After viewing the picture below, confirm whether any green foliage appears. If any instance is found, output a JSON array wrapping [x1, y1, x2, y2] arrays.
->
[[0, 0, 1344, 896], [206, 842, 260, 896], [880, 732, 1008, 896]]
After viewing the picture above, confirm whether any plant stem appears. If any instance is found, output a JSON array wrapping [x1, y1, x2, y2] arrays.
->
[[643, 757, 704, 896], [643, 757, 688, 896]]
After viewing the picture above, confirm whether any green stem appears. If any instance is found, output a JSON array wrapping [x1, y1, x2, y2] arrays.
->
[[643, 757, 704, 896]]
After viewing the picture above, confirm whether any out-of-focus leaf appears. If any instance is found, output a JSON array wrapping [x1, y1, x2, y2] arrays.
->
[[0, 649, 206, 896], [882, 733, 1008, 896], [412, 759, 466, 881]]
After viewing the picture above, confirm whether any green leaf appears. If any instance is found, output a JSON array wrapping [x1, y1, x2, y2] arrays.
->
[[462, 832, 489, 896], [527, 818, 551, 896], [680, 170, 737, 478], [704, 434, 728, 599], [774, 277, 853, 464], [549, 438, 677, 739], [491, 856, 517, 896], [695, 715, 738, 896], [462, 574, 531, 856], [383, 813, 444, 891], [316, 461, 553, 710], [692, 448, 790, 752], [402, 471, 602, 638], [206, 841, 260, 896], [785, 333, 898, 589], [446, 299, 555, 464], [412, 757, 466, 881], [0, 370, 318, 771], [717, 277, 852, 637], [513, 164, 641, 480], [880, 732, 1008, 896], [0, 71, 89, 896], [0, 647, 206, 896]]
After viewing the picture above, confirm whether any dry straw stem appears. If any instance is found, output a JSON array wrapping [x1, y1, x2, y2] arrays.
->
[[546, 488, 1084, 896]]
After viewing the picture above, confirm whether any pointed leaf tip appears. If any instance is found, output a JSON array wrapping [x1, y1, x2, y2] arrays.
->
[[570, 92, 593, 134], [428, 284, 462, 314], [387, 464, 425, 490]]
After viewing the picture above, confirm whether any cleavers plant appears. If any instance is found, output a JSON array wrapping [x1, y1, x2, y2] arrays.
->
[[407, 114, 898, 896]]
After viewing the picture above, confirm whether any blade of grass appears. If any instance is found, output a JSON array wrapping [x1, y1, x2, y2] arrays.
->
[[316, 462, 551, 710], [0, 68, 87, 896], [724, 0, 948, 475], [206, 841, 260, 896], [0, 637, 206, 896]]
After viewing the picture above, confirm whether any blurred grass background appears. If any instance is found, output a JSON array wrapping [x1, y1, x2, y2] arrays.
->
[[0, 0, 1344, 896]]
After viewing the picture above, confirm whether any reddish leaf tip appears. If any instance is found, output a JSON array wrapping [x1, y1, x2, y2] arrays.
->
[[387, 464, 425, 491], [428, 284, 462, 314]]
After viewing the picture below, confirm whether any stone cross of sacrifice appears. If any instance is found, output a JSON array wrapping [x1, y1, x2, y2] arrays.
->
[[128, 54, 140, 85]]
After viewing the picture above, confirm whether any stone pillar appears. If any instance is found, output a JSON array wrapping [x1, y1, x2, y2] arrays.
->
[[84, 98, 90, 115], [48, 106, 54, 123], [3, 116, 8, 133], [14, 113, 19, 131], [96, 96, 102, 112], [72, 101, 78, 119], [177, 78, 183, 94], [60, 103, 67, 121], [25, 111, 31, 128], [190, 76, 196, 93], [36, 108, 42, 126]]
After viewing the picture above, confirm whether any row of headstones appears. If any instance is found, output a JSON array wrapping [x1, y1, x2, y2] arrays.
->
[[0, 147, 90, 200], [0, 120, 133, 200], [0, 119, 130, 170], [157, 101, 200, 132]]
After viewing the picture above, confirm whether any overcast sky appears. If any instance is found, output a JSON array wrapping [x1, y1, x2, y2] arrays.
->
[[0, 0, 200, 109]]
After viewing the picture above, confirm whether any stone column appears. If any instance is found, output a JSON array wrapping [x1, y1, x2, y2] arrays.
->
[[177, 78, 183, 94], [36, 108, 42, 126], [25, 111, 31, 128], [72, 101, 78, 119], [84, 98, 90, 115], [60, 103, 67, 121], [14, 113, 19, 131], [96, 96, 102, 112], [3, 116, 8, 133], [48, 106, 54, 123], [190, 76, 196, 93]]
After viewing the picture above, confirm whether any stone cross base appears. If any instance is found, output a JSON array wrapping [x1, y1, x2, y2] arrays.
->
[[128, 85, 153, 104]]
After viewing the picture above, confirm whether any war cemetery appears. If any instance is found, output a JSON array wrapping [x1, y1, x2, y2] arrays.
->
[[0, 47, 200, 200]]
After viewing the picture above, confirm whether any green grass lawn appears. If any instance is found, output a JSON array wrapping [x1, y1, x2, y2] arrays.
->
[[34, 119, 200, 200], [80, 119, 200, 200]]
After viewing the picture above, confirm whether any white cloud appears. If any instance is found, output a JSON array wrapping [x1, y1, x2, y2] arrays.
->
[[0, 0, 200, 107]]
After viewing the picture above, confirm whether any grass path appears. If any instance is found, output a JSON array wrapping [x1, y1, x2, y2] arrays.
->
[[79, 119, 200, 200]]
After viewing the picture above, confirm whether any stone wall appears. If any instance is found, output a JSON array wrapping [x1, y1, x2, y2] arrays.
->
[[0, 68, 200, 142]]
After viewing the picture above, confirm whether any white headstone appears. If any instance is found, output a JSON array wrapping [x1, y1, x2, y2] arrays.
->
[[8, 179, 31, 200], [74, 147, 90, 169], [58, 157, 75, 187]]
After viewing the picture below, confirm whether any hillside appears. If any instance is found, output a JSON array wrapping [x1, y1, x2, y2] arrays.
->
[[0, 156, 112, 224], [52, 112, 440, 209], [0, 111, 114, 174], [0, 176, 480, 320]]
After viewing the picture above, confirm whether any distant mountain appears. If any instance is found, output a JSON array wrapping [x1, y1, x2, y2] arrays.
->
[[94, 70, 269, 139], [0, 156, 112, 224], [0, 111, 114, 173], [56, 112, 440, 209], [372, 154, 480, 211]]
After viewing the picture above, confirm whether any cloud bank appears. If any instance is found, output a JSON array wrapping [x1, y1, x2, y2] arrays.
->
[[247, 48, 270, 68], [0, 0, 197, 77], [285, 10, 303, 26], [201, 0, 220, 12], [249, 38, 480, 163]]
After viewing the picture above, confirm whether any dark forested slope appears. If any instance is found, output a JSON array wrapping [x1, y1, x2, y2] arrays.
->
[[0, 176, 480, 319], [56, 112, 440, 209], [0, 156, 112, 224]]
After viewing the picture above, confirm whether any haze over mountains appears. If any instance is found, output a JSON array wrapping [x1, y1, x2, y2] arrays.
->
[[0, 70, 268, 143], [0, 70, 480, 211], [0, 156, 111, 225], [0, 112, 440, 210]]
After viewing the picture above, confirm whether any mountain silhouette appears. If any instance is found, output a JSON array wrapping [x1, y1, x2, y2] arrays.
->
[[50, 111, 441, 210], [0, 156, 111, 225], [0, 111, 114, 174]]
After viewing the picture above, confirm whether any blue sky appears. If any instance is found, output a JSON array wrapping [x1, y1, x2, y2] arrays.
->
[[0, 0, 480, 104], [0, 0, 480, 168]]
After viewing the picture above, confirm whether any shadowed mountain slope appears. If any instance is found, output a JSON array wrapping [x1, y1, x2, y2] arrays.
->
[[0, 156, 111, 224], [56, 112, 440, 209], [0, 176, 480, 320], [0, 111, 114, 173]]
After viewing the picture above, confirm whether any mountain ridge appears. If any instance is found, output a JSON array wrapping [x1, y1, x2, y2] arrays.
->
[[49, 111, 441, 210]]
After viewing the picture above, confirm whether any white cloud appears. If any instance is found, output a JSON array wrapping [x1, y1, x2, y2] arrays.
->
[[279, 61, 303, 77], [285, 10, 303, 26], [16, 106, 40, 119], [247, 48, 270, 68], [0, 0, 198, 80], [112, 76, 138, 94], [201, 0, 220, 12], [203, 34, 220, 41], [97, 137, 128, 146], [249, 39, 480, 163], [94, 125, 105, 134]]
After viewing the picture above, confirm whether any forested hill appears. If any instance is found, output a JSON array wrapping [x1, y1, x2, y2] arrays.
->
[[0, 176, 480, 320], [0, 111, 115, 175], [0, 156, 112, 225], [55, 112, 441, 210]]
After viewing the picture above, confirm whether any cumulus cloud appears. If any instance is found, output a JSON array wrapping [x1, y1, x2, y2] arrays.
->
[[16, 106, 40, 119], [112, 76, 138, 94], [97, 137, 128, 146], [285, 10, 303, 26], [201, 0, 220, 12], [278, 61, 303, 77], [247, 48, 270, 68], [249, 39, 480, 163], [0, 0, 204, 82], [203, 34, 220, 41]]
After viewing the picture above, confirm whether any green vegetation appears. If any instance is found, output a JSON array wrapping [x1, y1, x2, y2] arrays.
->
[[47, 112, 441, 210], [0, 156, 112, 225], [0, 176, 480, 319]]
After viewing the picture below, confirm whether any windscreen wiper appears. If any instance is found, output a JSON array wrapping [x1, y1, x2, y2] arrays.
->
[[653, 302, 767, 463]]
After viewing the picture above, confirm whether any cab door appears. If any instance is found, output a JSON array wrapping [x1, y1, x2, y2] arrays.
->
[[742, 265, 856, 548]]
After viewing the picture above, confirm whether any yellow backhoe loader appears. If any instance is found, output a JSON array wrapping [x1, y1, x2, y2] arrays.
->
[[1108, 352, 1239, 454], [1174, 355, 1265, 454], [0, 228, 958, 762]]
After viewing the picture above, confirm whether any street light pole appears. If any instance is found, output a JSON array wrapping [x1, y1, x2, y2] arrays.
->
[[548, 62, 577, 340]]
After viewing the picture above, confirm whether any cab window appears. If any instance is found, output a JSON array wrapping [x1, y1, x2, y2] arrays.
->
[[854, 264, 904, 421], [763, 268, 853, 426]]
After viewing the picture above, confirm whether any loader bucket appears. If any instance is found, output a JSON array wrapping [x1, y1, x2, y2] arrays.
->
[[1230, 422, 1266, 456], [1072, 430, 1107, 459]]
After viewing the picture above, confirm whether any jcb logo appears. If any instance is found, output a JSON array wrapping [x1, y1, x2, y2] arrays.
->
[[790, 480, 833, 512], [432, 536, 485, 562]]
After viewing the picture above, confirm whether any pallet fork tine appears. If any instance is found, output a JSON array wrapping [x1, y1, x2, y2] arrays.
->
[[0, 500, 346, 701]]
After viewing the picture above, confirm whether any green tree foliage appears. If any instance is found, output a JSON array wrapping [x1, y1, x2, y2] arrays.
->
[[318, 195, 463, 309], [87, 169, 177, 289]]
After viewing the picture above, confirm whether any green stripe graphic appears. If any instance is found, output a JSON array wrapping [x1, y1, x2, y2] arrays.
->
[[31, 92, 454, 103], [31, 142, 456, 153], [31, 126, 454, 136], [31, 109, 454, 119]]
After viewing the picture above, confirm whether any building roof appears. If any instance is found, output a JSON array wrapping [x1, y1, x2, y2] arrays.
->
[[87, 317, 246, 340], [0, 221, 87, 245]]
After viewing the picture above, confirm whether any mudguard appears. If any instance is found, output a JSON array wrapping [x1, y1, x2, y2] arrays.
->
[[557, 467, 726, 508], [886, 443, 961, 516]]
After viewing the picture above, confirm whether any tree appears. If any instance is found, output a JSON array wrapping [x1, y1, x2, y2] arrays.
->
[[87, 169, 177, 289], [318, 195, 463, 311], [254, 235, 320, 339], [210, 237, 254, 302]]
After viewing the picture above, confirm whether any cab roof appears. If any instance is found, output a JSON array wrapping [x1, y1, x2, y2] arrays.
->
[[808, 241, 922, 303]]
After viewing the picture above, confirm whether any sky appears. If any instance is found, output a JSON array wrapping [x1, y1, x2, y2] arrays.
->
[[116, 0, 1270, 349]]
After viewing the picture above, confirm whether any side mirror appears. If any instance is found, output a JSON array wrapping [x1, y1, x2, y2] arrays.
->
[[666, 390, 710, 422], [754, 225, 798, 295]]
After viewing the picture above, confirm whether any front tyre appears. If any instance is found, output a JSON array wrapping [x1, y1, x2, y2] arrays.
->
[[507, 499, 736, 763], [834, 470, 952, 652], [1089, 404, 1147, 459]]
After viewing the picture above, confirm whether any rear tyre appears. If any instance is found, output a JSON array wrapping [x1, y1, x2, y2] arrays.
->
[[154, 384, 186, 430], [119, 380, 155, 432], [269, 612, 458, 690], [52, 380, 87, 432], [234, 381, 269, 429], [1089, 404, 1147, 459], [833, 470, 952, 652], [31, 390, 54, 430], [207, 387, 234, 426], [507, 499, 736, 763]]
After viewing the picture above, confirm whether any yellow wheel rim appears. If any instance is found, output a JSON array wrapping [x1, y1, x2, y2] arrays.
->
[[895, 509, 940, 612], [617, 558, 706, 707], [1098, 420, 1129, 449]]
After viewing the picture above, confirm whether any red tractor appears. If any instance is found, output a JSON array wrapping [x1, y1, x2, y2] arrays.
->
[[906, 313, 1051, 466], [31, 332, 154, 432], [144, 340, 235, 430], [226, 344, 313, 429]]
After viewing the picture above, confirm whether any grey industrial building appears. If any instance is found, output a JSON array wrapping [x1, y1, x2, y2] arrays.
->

+ + + +

§ **Consignes**: Recopiez à l'identique les lignes fournies, depuis celle qui contient « any yellow wheel » jusqu'à la dernière, toutes deux comprises.

§ **Tâche réalisée**:
After viewing the picture above, confirm whether any yellow wheel rim appears. If any instance is found, output a JSON array wrapping [x1, y1, x2, y2] arrays.
->
[[895, 509, 940, 612], [617, 558, 706, 707], [1098, 420, 1129, 449]]
After viewing the picture above, confirm whether any red tractor appears. If any instance is found, output a JSON array wrapping [x1, y1, x2, y2] arrays.
->
[[906, 313, 1051, 466], [31, 332, 154, 432], [144, 340, 235, 430], [226, 344, 313, 429]]
After viewing the picture above, confirm whether any grey industrial building appears. If any instance is found, output a JSON array wrapping [x1, y1, x2, y2] arrays.
->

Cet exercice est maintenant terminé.